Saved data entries
----------

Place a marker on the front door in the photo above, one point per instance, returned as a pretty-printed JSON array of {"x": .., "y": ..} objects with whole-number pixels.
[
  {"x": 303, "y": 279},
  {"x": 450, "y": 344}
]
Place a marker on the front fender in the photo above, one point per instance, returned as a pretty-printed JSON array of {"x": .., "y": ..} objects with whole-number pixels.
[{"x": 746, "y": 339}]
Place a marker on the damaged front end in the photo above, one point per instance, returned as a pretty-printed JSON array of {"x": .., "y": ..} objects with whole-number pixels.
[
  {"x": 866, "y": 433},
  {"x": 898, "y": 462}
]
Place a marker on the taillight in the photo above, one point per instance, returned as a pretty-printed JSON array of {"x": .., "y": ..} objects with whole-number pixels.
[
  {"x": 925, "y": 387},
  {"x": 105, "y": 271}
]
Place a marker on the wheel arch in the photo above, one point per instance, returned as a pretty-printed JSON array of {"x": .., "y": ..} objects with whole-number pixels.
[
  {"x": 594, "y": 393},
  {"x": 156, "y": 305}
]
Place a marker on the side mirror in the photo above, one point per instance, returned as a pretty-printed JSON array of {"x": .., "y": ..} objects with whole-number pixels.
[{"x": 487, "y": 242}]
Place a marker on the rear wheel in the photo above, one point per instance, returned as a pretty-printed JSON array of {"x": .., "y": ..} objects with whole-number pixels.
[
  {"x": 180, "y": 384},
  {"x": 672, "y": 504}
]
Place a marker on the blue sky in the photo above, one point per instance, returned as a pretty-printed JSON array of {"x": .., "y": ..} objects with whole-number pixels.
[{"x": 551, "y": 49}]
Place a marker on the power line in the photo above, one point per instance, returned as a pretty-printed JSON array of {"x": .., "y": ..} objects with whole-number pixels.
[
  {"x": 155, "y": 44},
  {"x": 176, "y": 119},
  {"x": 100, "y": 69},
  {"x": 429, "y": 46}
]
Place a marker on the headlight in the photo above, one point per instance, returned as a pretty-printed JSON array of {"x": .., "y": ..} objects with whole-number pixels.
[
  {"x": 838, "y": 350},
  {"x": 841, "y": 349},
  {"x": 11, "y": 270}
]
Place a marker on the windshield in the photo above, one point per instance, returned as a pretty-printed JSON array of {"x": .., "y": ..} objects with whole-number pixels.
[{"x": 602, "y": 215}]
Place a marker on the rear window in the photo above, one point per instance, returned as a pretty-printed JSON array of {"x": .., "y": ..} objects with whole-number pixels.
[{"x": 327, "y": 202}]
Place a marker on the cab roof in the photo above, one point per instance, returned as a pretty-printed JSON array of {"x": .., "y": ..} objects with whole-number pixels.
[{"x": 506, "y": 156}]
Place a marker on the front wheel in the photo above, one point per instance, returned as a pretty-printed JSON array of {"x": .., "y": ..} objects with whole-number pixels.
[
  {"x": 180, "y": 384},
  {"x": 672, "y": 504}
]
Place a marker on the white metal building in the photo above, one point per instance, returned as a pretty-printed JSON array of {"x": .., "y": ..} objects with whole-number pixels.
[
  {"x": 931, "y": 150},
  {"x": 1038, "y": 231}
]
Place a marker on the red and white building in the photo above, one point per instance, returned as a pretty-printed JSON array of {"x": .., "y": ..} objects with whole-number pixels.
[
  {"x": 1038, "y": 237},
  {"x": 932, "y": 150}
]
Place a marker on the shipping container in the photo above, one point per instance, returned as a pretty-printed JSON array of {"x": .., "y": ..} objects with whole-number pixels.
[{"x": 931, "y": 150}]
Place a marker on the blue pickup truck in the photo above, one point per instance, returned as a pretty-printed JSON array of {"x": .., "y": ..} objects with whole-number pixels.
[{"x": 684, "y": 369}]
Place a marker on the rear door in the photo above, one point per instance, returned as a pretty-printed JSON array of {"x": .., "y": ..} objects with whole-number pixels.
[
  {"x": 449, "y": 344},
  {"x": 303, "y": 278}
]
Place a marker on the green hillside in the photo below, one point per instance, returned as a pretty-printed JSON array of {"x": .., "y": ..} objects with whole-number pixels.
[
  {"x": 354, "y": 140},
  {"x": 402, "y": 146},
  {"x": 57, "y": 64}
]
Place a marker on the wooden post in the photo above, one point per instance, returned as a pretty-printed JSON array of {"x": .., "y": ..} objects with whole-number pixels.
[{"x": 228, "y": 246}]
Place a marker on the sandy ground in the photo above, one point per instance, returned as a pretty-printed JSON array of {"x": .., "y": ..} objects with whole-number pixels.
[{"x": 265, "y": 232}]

----------

Can you rewrite the records above, swapping each "pretty-printed" for "indented" and keeping everything else the same?

*Worked answer*:
Place a marker on the front door in the photo above, one point per instance, returned as a indented JSON array of {"x": .., "y": ..} objects with whole-number pixels.
[
  {"x": 303, "y": 279},
  {"x": 450, "y": 344}
]
Place a marker on the front fender in the photo above, one point per instance, returned as a indented JSON array of {"x": .., "y": ..} objects with whole-number pixels.
[{"x": 746, "y": 339}]
Place a marker on the damaged front end in the photo above, one point per instance, returned as a indented JSON array of {"x": .., "y": ..} objects with whole-number pixels.
[
  {"x": 866, "y": 433},
  {"x": 898, "y": 462}
]
Place a marker on the taillight in the photo above, one point per instance, returned as a indented JSON array of {"x": .., "y": ..} objects with whole-number pixels.
[
  {"x": 925, "y": 387},
  {"x": 105, "y": 271}
]
Place a marker on the wheel arch in the photo above, one point per instance, returned as a indented JSON array of {"x": .., "y": ..} objects with whole-number pixels.
[
  {"x": 594, "y": 393},
  {"x": 156, "y": 305}
]
Place a marker on the side mirror in the photo above, one point per instance, returned as a indented JSON array of {"x": .., "y": ..} objects with whole-number pixels.
[{"x": 487, "y": 242}]
Place a marker on the rear wheel in the photo above, one point per instance, returned as a indented JSON array of {"x": .., "y": ..} objects with whole-number pixels.
[
  {"x": 180, "y": 384},
  {"x": 672, "y": 504}
]
Place a marker on the blue sky in the photo above, one point per instance, returned as a indented JSON array of {"x": .., "y": ..} objects with whole-number pixels.
[{"x": 551, "y": 49}]
Place a marker on the power line in the photo above, one point per instance, returned as a indented JSON array of {"x": .., "y": ..} objects with whole-number pixels.
[
  {"x": 155, "y": 44},
  {"x": 176, "y": 119},
  {"x": 100, "y": 69},
  {"x": 429, "y": 46}
]
Place a marker on the headlight in the photo above, one point per instance, returned as a indented JSON array of {"x": .., "y": ..} objects with whole-number pixels.
[
  {"x": 838, "y": 350},
  {"x": 841, "y": 349},
  {"x": 11, "y": 270}
]
Place a marker on the windshield in the photo above, one point per instance, returned as a indented JSON array of {"x": .., "y": ..} objects with whole-number pixels.
[{"x": 602, "y": 215}]
Place a marker on the rear window in the photo above, one point per instance, returned as a indented JSON array of {"x": .., "y": ..} objects with whole-number pixels.
[{"x": 327, "y": 202}]
Place a marker on the cab roof in the photo above, one point per instance, returned as a indented JSON array of {"x": .., "y": ..} objects with whole-number pixels.
[{"x": 506, "y": 156}]
Place a marker on the front wheel in the photo above, one point per instance, returned as a indented JSON array of {"x": .., "y": ..} objects with whole-number pixels.
[
  {"x": 180, "y": 384},
  {"x": 672, "y": 504}
]
Place a marker on the white metal building in the photo above, one point per instance, returned as a indented JSON array of {"x": .., "y": ..} objects with whole-number pixels.
[
  {"x": 931, "y": 150},
  {"x": 1038, "y": 231}
]
Place a marker on the red and white building in the photo above, one point per instance, returned as a indented JSON array of {"x": .., "y": ..} objects with whole-number pixels.
[
  {"x": 1038, "y": 237},
  {"x": 932, "y": 150}
]
Place a marker on the shipping container in the photo above, one point per instance, returned as a indented JSON array of {"x": .., "y": ..} objects with whole-number pixels.
[{"x": 931, "y": 150}]
Place a marker on the blue pickup truck in the photo above, one point per instance, returned as a indented JSON array of {"x": .., "y": ..} objects with whole-number pixels.
[{"x": 684, "y": 369}]
Place a marker on the rear door in the photo above, one point per instance, returned as a indented JSON array of {"x": .., "y": ..} objects with whole-number pixels.
[
  {"x": 449, "y": 344},
  {"x": 303, "y": 278}
]
Place a marker on the green hillside in the photo below, one point per instance, returned as a indented JSON array of {"x": .., "y": ..} objects with whole-number pixels.
[
  {"x": 354, "y": 140},
  {"x": 402, "y": 146},
  {"x": 57, "y": 64}
]
Place a marker on the wooden post in the photo above, one point per instance, returned as a indented JSON array of {"x": .., "y": ..} objects with whole-number pixels.
[{"x": 228, "y": 246}]
Place a marker on the sandy ground in the photo above, one point per instance, returned as a indented JSON array of {"x": .., "y": ..} objects with whole-number pixels.
[{"x": 265, "y": 232}]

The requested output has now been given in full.